▶ _WHAT IS ASKED_: Copy the whole listing below word for word, leaving out any pictures.

▶ _RECORD EXCERPTS_:
• • •
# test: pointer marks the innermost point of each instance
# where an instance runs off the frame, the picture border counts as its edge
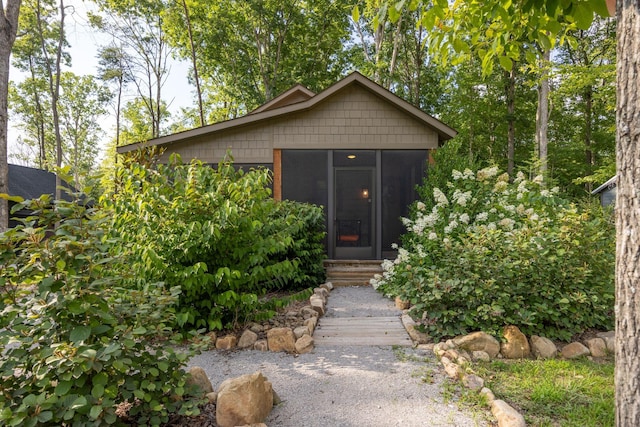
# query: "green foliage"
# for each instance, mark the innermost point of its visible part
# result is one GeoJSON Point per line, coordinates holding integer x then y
{"type": "Point", "coordinates": [556, 392]}
{"type": "Point", "coordinates": [76, 342]}
{"type": "Point", "coordinates": [217, 235]}
{"type": "Point", "coordinates": [490, 253]}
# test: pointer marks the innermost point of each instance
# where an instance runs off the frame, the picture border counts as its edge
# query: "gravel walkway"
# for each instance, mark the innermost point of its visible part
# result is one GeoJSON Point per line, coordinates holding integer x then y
{"type": "Point", "coordinates": [348, 385]}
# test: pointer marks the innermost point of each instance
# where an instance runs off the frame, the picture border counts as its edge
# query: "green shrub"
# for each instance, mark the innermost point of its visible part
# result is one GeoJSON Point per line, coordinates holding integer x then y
{"type": "Point", "coordinates": [75, 341]}
{"type": "Point", "coordinates": [490, 253]}
{"type": "Point", "coordinates": [218, 235]}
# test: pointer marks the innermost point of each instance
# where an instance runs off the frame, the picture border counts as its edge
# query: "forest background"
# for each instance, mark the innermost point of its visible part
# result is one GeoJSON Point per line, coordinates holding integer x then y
{"type": "Point", "coordinates": [541, 103]}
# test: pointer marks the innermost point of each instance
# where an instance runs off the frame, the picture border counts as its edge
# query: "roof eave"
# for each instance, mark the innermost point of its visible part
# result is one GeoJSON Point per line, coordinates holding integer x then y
• • •
▶ _FINAL RESULT_:
# test: pointer marks the innermost point of each instance
# where an instance runs off the frame, the picture border counts as its edge
# query: "green foliage"
# for each instance, mark the innermost point of its visible part
# result is one GeoJSON Point per line, coordinates holding integer x then y
{"type": "Point", "coordinates": [556, 392]}
{"type": "Point", "coordinates": [76, 342]}
{"type": "Point", "coordinates": [217, 235]}
{"type": "Point", "coordinates": [490, 253]}
# test: pointer marks the innermost point of each instance
# where an instance runs off the frame, the picture border counts as its edge
# query: "gravel walkway"
# for each instance, mark the innermost point of its visible part
# result is one GeoJSON Point per line, coordinates holding integer x then y
{"type": "Point", "coordinates": [348, 385]}
# test: pointer marks the innermost point of each instance
# where an instance runs off the frame, the picture border counts as its edge
# query: "green shrub"
# for each instance, mark the innermost point of its visible part
# result is one GeoJSON Point per line, coordinates holding integer x then y
{"type": "Point", "coordinates": [75, 341]}
{"type": "Point", "coordinates": [490, 253]}
{"type": "Point", "coordinates": [218, 235]}
# test: pointer marks the innermost point of each instance
# where an instance runs off the frame, the picture border counts as its edge
# query: "forest background"
# for each instance, mark the innermost point of its visible part
# result is one GeoJSON Point per line, coordinates holding integer x then y
{"type": "Point", "coordinates": [541, 103]}
# test: pointer marks the innermost point of each instance
# where an instance runs off the frame, the picture border counts as its edge
# query: "roof eave"
# for each instance, mark the innermost point of its visible part
# result is one GeoJSON Point per line, coordinates holding integer x then y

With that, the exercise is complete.